| ESERCIZIO ASSEGNATO |
Modifica i record seguenti sostituendo "salmon" con "trout" in ogni punto in cui compare, senza cambiare nient'altro.
• • •
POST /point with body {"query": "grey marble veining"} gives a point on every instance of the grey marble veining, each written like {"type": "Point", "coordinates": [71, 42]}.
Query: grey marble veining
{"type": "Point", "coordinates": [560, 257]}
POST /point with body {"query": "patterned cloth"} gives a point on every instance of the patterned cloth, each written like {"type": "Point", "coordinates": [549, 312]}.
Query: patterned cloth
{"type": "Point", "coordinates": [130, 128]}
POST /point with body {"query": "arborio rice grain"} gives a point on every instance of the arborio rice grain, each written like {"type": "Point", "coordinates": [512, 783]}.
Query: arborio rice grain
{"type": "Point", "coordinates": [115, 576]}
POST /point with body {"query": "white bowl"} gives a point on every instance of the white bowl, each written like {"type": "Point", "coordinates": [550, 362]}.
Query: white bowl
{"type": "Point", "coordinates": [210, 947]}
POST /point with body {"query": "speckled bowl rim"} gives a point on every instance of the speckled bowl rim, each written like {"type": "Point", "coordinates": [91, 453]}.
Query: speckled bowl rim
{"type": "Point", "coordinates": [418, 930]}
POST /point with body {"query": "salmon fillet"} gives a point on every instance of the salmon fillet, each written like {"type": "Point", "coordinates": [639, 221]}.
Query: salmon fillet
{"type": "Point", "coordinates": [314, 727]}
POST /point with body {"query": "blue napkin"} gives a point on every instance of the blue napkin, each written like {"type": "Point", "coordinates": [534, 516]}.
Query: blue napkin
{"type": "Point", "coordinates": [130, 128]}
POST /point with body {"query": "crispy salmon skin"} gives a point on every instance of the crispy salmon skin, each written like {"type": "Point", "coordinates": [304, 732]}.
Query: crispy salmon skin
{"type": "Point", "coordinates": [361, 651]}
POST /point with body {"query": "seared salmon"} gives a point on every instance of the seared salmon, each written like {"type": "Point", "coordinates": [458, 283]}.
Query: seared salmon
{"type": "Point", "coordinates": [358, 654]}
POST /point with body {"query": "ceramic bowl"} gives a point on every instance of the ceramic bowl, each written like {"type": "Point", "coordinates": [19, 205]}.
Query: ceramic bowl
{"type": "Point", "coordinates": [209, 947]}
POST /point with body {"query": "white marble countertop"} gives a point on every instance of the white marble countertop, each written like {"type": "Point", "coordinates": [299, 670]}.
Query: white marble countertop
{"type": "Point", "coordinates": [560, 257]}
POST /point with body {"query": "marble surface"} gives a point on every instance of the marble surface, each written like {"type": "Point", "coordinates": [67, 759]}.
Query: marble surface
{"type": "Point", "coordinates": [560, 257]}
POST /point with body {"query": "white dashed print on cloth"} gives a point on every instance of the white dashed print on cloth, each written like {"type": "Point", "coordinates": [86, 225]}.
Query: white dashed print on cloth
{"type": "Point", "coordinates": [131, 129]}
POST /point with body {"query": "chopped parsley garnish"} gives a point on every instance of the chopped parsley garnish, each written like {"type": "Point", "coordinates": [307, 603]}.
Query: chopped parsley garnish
• • •
| RISULTATO DELL'ESERCIZIO |
POST /point with body {"query": "grey marble veining"} gives a point on every instance of the grey marble veining, each written like {"type": "Point", "coordinates": [71, 42]}.
Query: grey marble veining
{"type": "Point", "coordinates": [560, 257]}
POST /point with body {"query": "patterned cloth"} gives a point on every instance of the patterned cloth, each written like {"type": "Point", "coordinates": [549, 312]}.
Query: patterned cloth
{"type": "Point", "coordinates": [130, 128]}
POST /point with body {"query": "arborio rice grain"} gives a point on every instance of the arborio rice grain, each written like {"type": "Point", "coordinates": [512, 783]}.
Query: arborio rice grain
{"type": "Point", "coordinates": [115, 576]}
POST /point with body {"query": "white bowl"} gives a point on every instance of the white bowl, each written like {"type": "Point", "coordinates": [550, 362]}.
Query: white bowl
{"type": "Point", "coordinates": [210, 947]}
POST /point with body {"query": "speckled bowl rim"} gives a point on every instance of the speckled bowl rim, each written like {"type": "Point", "coordinates": [91, 453]}.
Query: speckled bowl rim
{"type": "Point", "coordinates": [418, 930]}
POST /point with body {"query": "trout fillet"} gives a point on every instance of the trout fillet, each written like {"type": "Point", "coordinates": [639, 221]}.
Query: trout fillet
{"type": "Point", "coordinates": [314, 727]}
POST /point with body {"query": "blue napkin"} gives a point on every instance of the blue napkin, each written like {"type": "Point", "coordinates": [534, 516]}.
Query: blue napkin
{"type": "Point", "coordinates": [130, 128]}
POST /point with body {"query": "crispy trout skin"} gives a point on every instance of the crispy trout skin, each written like {"type": "Point", "coordinates": [304, 732]}.
Query: crispy trout skin
{"type": "Point", "coordinates": [361, 651]}
POST /point with body {"query": "seared trout"} gives a point on every instance of the seared trout, each written like {"type": "Point", "coordinates": [458, 283]}.
Query: seared trout
{"type": "Point", "coordinates": [358, 654]}
POST /point with body {"query": "ceramic bowl"} gives a point on every instance of the ceramic bowl, each written like {"type": "Point", "coordinates": [19, 205]}.
Query: ceramic bowl
{"type": "Point", "coordinates": [209, 947]}
POST /point with body {"query": "white marble countertop"} gives a point on every instance of the white marble countertop, each written like {"type": "Point", "coordinates": [299, 670]}.
Query: white marble countertop
{"type": "Point", "coordinates": [560, 257]}
POST /point with body {"query": "marble surface"} gives a point on every instance of the marble surface, each written like {"type": "Point", "coordinates": [67, 759]}.
Query: marble surface
{"type": "Point", "coordinates": [560, 257]}
POST /point with body {"query": "white dashed print on cloth"} gives a point on every instance of the white dashed print on cloth, each written like {"type": "Point", "coordinates": [86, 225]}.
Query: white dashed print on cloth
{"type": "Point", "coordinates": [131, 129]}
POST /point with body {"query": "chopped parsley garnish"} gives a point on every instance of the chopped parsley garnish, each written like {"type": "Point", "coordinates": [307, 603]}.
Query: chopped parsley garnish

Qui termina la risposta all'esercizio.